→ Requirements:
Reproduce the records verbatim from the very beginning through the line containing "0L161 4L170 9ZM163", including that line. Omit the pictures from your reply.

→ Material for this exercise:
_ _ _ _

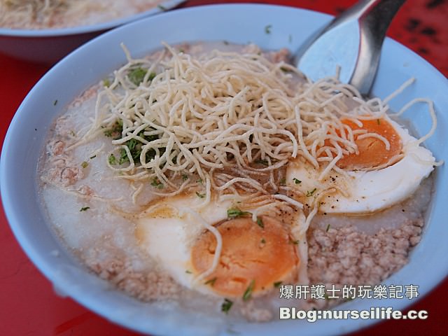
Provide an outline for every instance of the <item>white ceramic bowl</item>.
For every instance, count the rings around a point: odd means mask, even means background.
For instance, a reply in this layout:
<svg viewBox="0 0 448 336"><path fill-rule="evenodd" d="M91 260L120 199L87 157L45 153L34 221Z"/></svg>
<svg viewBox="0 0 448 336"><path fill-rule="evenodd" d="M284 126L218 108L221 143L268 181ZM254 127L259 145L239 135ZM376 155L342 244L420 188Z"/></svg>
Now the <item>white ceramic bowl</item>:
<svg viewBox="0 0 448 336"><path fill-rule="evenodd" d="M265 48L288 47L295 50L330 17L309 10L265 5L222 5L175 10L134 22L108 32L80 48L59 62L36 84L15 114L5 139L0 163L1 196L6 216L18 240L28 256L55 286L106 318L144 332L155 335L229 332L212 319L195 312L144 304L113 290L86 272L59 245L48 229L37 201L36 162L43 139L54 118L83 90L104 78L126 59L124 42L135 57L158 48L160 41L227 40L254 42ZM265 27L271 24L271 33ZM151 34L148 34L151 31ZM157 31L157 33L154 33ZM104 50L107 50L105 52ZM448 160L448 80L431 65L402 46L387 39L373 94L385 97L410 77L416 83L394 99L398 110L416 97L433 99L438 111L435 134L426 141L438 160ZM70 80L66 80L70 78ZM53 106L57 99L58 104ZM430 129L430 120L421 105L406 113L419 134ZM444 166L436 169L435 190L421 241L412 251L410 261L388 279L386 284L418 285L420 296L427 293L448 273L448 244L444 240L448 174ZM55 257L52 251L60 251ZM370 309L393 307L402 309L414 300L356 300L339 308ZM293 302L286 305L293 305ZM344 333L373 323L372 320L275 321L268 323L241 323L232 326L243 334L327 335Z"/></svg>
<svg viewBox="0 0 448 336"><path fill-rule="evenodd" d="M184 0L161 4L170 9ZM163 11L159 7L97 24L55 29L12 29L0 27L0 52L30 62L53 64L104 31Z"/></svg>

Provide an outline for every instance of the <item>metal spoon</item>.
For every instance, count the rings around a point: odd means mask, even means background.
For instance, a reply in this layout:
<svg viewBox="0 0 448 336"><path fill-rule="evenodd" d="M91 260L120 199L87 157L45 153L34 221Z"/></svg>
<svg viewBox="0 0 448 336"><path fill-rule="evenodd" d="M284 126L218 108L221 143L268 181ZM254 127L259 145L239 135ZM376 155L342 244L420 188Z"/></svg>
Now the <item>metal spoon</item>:
<svg viewBox="0 0 448 336"><path fill-rule="evenodd" d="M367 94L377 74L391 21L405 0L361 0L300 48L298 68L313 80L334 76Z"/></svg>

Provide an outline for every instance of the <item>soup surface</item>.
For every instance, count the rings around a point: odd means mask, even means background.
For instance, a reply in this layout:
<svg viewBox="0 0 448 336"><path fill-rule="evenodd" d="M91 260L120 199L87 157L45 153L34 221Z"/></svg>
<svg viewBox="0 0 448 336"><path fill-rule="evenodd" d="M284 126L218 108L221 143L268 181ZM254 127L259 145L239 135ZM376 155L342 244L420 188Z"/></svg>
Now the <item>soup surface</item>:
<svg viewBox="0 0 448 336"><path fill-rule="evenodd" d="M308 81L286 50L125 51L55 121L38 168L51 226L90 270L141 300L266 321L287 286L374 285L407 262L437 163L386 100ZM294 305L344 300L324 292Z"/></svg>

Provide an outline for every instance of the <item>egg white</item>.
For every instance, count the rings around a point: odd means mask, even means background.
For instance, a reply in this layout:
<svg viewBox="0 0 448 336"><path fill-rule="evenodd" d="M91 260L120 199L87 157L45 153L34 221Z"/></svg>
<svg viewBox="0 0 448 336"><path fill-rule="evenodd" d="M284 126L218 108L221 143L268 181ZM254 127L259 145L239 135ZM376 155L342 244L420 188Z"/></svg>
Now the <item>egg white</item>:
<svg viewBox="0 0 448 336"><path fill-rule="evenodd" d="M371 213L407 199L429 176L435 159L430 150L416 144L407 130L386 118L401 138L404 157L399 162L379 170L349 171L348 176L332 172L322 181L318 181L320 170L307 162L292 162L286 172L287 183L307 194L304 202L309 204L322 190L339 187L343 191L325 195L319 200L319 211L325 213ZM301 182L296 183L298 180Z"/></svg>
<svg viewBox="0 0 448 336"><path fill-rule="evenodd" d="M227 219L227 209L240 204L232 200L212 199L205 206L200 207L203 202L195 194L162 199L138 218L136 235L140 246L178 283L188 288L216 296L210 286L195 281L197 274L191 272L193 270L191 248L205 227L187 210L193 209L206 222L213 225ZM302 282L307 282L306 237L299 233L302 231L300 229L304 221L304 216L299 211L292 223L290 234L298 241L297 251L300 259L298 276L303 279Z"/></svg>

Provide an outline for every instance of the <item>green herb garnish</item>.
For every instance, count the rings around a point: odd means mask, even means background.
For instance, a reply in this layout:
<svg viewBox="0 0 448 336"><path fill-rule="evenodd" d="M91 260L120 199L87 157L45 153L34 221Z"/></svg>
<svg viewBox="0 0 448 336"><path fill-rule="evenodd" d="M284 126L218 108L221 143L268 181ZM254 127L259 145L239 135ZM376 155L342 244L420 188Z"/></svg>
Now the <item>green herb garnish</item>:
<svg viewBox="0 0 448 336"><path fill-rule="evenodd" d="M211 279L210 280L208 280L208 281L205 281L204 283L204 285L210 285L211 286L213 287L214 286L214 284L215 284L215 282L216 282L216 279L218 279L218 278L216 278L216 276L215 276L214 278Z"/></svg>
<svg viewBox="0 0 448 336"><path fill-rule="evenodd" d="M253 291L253 288L255 287L255 280L252 280L249 286L247 286L244 294L243 294L243 301L247 301L252 296L252 292Z"/></svg>
<svg viewBox="0 0 448 336"><path fill-rule="evenodd" d="M221 304L221 312L224 312L225 314L228 314L229 310L232 308L233 302L229 299L224 299L224 302Z"/></svg>
<svg viewBox="0 0 448 336"><path fill-rule="evenodd" d="M293 244L294 245L297 245L298 244L299 244L298 240L293 240L293 239L290 237L289 237L289 242L290 244Z"/></svg>
<svg viewBox="0 0 448 336"><path fill-rule="evenodd" d="M205 197L205 194L200 194L197 191L196 192L196 195L197 195L197 197L199 198L204 198Z"/></svg>
<svg viewBox="0 0 448 336"><path fill-rule="evenodd" d="M106 136L112 137L114 140L117 140L121 137L121 133L123 130L123 120L118 119L113 123L111 128L107 128L103 131Z"/></svg>
<svg viewBox="0 0 448 336"><path fill-rule="evenodd" d="M286 72L286 74L288 74L288 72L293 72L292 70L286 68L285 66L280 66L280 70L281 70L283 72Z"/></svg>
<svg viewBox="0 0 448 336"><path fill-rule="evenodd" d="M307 191L307 197L310 197L313 195L313 194L314 193L314 192L316 190L316 188L313 189L312 190L308 190Z"/></svg>
<svg viewBox="0 0 448 336"><path fill-rule="evenodd" d="M230 208L227 211L227 216L229 218L237 218L238 217L244 217L251 214L252 214L248 211L241 211L238 208Z"/></svg>
<svg viewBox="0 0 448 336"><path fill-rule="evenodd" d="M136 86L139 86L140 83L143 82L144 79L145 79L145 76L146 75L148 69L143 69L139 66L130 70L127 74L127 78L131 82L132 82ZM154 79L154 77L155 77L155 73L151 72L149 74L148 80L150 81Z"/></svg>
<svg viewBox="0 0 448 336"><path fill-rule="evenodd" d="M115 159L115 155L113 154L111 154L109 155L109 164L117 164L117 159Z"/></svg>

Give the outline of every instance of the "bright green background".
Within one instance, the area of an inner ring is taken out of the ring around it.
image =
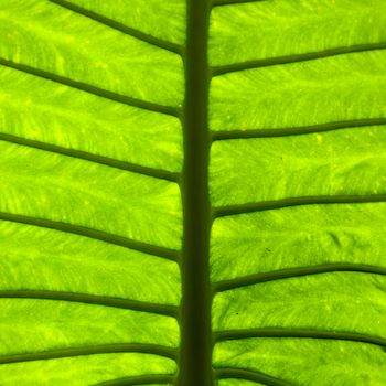
[[[0,1],[0,385],[86,386],[178,372],[175,361],[150,353],[180,345],[170,310],[181,302],[181,274],[170,256],[183,232],[176,175],[185,84],[174,51],[185,44],[185,1],[68,3],[131,33],[47,0]],[[215,369],[299,386],[386,385],[380,345],[333,339],[385,342],[386,204],[318,204],[386,194],[385,18],[382,0],[212,10],[211,204],[243,212],[300,203],[214,219],[211,280],[227,287],[214,297],[213,331],[250,335],[217,342]],[[248,133],[255,138],[242,138]],[[339,265],[357,271],[333,271]],[[77,300],[60,299],[68,293]],[[254,335],[269,329],[330,339]],[[119,344],[149,353],[92,353]],[[64,349],[90,354],[36,360]],[[35,361],[4,363],[14,355]]]

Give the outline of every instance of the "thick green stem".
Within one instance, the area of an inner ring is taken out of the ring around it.
[[[212,386],[211,285],[208,249],[211,206],[208,199],[210,132],[207,105],[208,0],[187,0],[185,52],[184,242],[182,258],[181,353],[179,386]]]

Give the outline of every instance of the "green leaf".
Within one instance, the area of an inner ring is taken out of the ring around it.
[[[385,23],[0,1],[0,385],[386,385]]]

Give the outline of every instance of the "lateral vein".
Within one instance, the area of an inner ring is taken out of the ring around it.
[[[314,132],[332,131],[339,129],[350,129],[364,126],[382,126],[386,125],[386,118],[365,118],[344,120],[340,122],[328,122],[311,126],[277,128],[277,129],[250,129],[250,130],[222,130],[212,131],[212,141],[230,140],[230,139],[253,139],[253,138],[270,138],[287,137],[298,135],[309,135]]]
[[[340,332],[340,331],[318,331],[305,329],[244,329],[227,330],[214,332],[216,342],[234,341],[251,337],[308,337],[308,339],[325,339],[369,343],[379,346],[386,346],[384,337],[371,336],[365,334]]]
[[[146,301],[97,296],[89,293],[76,293],[67,291],[45,290],[0,290],[0,298],[3,299],[41,299],[60,300],[77,303],[112,307],[118,309],[133,310],[139,312],[157,313],[165,317],[176,318],[178,308],[168,304],[156,304]]]
[[[52,350],[37,353],[25,354],[11,354],[1,355],[0,364],[55,360],[62,357],[83,356],[83,355],[96,355],[96,354],[114,354],[114,353],[141,353],[153,354],[159,356],[169,357],[175,361],[176,350],[158,344],[146,343],[117,343],[117,344],[104,344],[85,347],[73,347]]]
[[[6,212],[0,212],[0,219],[21,223],[21,224],[29,224],[29,225],[40,226],[43,228],[55,229],[55,230],[71,233],[79,236],[85,236],[85,237],[94,238],[108,244],[119,245],[125,248],[135,249],[144,254],[159,256],[172,261],[178,261],[180,258],[180,253],[175,249],[169,249],[164,247],[150,245],[143,242],[138,242],[124,236],[109,234],[107,232],[97,230],[97,229],[93,229],[93,228],[88,228],[79,225],[73,225],[73,224],[51,221],[46,218],[39,218],[39,217],[32,217],[32,216],[6,213]]]
[[[212,7],[221,7],[221,6],[236,6],[243,4],[246,2],[261,2],[266,0],[213,0]]]
[[[212,285],[215,292],[228,291],[232,289],[257,285],[266,281],[289,279],[307,275],[318,275],[326,272],[362,272],[374,275],[386,275],[386,268],[360,264],[326,264],[314,267],[286,268],[270,272],[248,275],[235,279],[222,280]]]
[[[94,94],[94,95],[99,96],[99,97],[105,98],[105,99],[118,101],[120,104],[132,106],[132,107],[138,107],[138,108],[144,109],[144,110],[156,111],[156,112],[165,114],[165,115],[170,115],[170,116],[180,118],[180,108],[178,108],[178,107],[163,106],[163,105],[158,105],[158,104],[154,104],[151,101],[140,100],[140,99],[132,98],[132,97],[129,97],[126,95],[109,92],[107,89],[99,88],[99,87],[89,85],[89,84],[84,83],[84,82],[74,81],[74,79],[71,79],[71,78],[62,76],[62,75],[49,73],[49,72],[40,69],[40,68],[34,68],[34,67],[31,67],[31,66],[25,65],[25,64],[15,63],[15,62],[2,58],[2,57],[0,57],[0,64],[3,66],[10,67],[10,68],[21,71],[21,72],[30,74],[30,75],[34,75],[34,76],[37,76],[37,77],[41,77],[44,79],[60,83],[62,85],[78,89],[81,92]]]
[[[75,13],[82,14],[82,15],[84,15],[88,19],[92,19],[100,24],[104,24],[108,28],[111,28],[111,29],[117,30],[119,32],[122,32],[127,35],[136,37],[142,42],[154,45],[158,49],[167,50],[167,51],[170,51],[170,52],[179,54],[179,55],[181,55],[183,52],[183,47],[179,44],[174,44],[174,43],[168,42],[165,40],[149,35],[149,34],[143,33],[139,30],[130,28],[124,23],[115,21],[110,18],[104,17],[103,14],[99,14],[99,13],[90,11],[86,8],[74,4],[71,1],[66,1],[66,0],[49,0],[49,1],[52,3],[55,3],[60,7],[63,7],[67,10],[71,10]]]
[[[82,159],[82,160],[90,161],[94,163],[107,165],[110,168],[125,170],[128,172],[133,172],[133,173],[138,173],[138,174],[152,176],[154,179],[167,180],[167,181],[175,182],[175,183],[179,181],[179,175],[180,175],[179,173],[173,173],[173,172],[169,172],[167,170],[157,169],[157,168],[142,167],[140,164],[136,164],[136,163],[131,163],[131,162],[127,162],[127,161],[121,161],[121,160],[117,160],[114,158],[99,156],[99,154],[95,154],[95,153],[89,153],[89,152],[83,151],[83,150],[64,148],[64,147],[61,147],[57,144],[41,142],[41,141],[36,141],[36,140],[23,138],[23,137],[8,135],[4,132],[0,132],[0,140],[25,146],[29,148],[45,150],[45,151],[50,151],[53,153],[58,153],[58,154],[76,158],[76,159]]]
[[[365,52],[365,51],[375,51],[375,50],[385,50],[385,49],[386,49],[386,42],[380,42],[380,43],[356,44],[356,45],[344,46],[344,47],[335,47],[335,49],[329,49],[325,51],[309,52],[304,54],[293,54],[293,55],[278,56],[278,57],[261,58],[256,61],[247,61],[247,62],[227,64],[222,66],[213,66],[212,76],[219,76],[219,75],[234,73],[238,71],[245,71],[245,69],[275,66],[278,64],[289,64],[289,63],[312,61],[312,60],[318,60],[318,58],[323,58],[329,56],[350,54],[354,52]]]
[[[128,378],[119,378],[112,380],[100,382],[94,386],[137,386],[137,385],[154,385],[154,384],[174,384],[174,376],[168,374],[140,375]]]
[[[290,386],[281,379],[275,378],[270,375],[251,372],[249,369],[225,367],[215,369],[217,379],[234,378],[234,379],[246,379],[262,383],[267,386]]]
[[[213,210],[214,218],[232,216],[259,211],[280,210],[288,206],[318,205],[318,204],[355,204],[386,202],[386,194],[374,195],[320,195],[290,197],[275,201],[251,202],[236,205],[217,206]]]

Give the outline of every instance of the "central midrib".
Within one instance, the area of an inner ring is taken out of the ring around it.
[[[212,386],[212,331],[208,250],[211,204],[208,197],[210,131],[207,106],[210,67],[207,35],[210,0],[186,0],[187,31],[185,101],[183,109],[184,167],[182,201],[181,351],[179,386]]]

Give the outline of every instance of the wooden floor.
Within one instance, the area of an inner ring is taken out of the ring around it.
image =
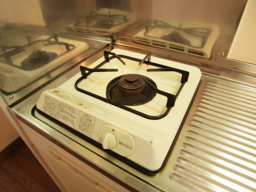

_ _ _ _

→ The reply:
Provide an outline for every instance of the <item>white ceramic bowl</item>.
For every instance, count the rings around a point: odd means mask, even means background.
For instance, a reply in this layout:
<svg viewBox="0 0 448 336"><path fill-rule="evenodd" d="M91 260L120 199L87 157L45 153L34 221Z"/></svg>
<svg viewBox="0 0 448 336"><path fill-rule="evenodd" d="M284 126L218 108L221 143L268 181ZM254 127L259 145L239 135ZM376 155L342 244L420 188Z"/></svg>
Now the <item>white ceramic bowl</item>:
<svg viewBox="0 0 448 336"><path fill-rule="evenodd" d="M265 48L288 47L295 50L330 17L309 10L265 5L222 5L175 10L134 22L108 32L80 48L59 62L36 84L15 114L5 139L0 163L1 196L6 216L18 240L28 256L55 286L106 318L144 332L155 335L229 332L212 319L195 312L144 304L113 290L86 272L59 245L48 229L37 201L36 162L43 139L54 118L83 90L104 78L126 59L124 42L135 57L158 48L160 41L227 40L254 42ZM265 27L271 24L271 33ZM151 34L148 34L151 31ZM157 31L157 33L154 33ZM104 50L107 50L105 52ZM448 160L448 80L431 65L402 46L387 39L373 94L385 97L410 77L416 83L394 99L398 110L416 97L433 99L438 111L435 134L426 141L438 160ZM70 80L66 80L70 78ZM53 106L57 99L58 104ZM430 129L430 120L421 105L406 113L419 134ZM444 166L436 169L435 190L421 241L412 251L410 261L388 279L386 284L418 285L420 296L427 293L448 273L448 244L444 240L448 174ZM55 257L52 251L60 251ZM370 309L393 307L402 309L414 300L356 300L339 308ZM293 302L286 305L293 305ZM344 333L373 323L372 320L275 321L268 323L241 323L232 326L243 334L327 335Z"/></svg>
<svg viewBox="0 0 448 336"><path fill-rule="evenodd" d="M184 0L161 4L170 9ZM163 11L159 7L97 24L55 29L12 29L0 27L0 52L30 62L53 64L104 31Z"/></svg>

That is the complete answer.